RECORDS FOR THIS TASK:
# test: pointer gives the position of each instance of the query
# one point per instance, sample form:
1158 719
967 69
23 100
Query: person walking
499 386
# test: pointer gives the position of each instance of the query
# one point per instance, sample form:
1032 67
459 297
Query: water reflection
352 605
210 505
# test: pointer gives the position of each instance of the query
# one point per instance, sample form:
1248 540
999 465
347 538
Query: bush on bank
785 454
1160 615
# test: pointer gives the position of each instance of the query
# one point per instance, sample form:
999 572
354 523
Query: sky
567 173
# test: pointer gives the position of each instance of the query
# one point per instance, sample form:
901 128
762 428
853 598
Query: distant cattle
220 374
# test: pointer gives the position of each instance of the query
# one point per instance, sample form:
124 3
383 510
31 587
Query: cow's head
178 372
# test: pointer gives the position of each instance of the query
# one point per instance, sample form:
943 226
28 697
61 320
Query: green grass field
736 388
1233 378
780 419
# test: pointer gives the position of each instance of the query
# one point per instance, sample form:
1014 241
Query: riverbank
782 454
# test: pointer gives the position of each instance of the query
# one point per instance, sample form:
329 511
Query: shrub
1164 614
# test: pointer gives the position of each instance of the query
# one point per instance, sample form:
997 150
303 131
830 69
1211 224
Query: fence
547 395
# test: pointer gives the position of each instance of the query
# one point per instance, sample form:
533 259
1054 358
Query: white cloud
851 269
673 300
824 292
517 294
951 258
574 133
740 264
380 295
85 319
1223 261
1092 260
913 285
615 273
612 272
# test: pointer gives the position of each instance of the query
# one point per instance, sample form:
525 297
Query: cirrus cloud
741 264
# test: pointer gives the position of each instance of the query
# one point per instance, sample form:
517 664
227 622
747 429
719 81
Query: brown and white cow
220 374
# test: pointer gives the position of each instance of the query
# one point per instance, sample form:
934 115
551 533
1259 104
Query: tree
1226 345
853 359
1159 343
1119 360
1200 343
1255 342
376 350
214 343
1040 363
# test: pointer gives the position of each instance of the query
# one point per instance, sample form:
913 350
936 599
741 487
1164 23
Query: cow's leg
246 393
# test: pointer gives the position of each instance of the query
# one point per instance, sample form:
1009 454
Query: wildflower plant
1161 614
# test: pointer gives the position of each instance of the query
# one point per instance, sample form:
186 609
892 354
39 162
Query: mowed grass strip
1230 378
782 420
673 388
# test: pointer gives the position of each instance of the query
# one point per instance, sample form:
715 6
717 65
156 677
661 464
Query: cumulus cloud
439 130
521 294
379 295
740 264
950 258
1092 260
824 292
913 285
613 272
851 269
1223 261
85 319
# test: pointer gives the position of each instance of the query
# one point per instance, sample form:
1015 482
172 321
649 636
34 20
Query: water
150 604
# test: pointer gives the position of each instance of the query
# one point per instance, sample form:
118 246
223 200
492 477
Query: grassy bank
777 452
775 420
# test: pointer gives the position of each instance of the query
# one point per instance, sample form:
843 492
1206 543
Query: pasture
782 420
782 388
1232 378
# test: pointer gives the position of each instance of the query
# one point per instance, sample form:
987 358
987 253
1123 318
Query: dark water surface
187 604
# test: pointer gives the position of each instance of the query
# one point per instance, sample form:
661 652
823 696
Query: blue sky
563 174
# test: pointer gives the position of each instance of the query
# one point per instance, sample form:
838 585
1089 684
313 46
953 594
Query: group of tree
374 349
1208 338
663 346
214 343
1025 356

EXERCISE BRIEF:
Count the lines in the items above that contain the string "cloud", treating uppercase and lowercase as distinct, and give only the resulting number.

RESPONSE TO THIS EXERCISE:
3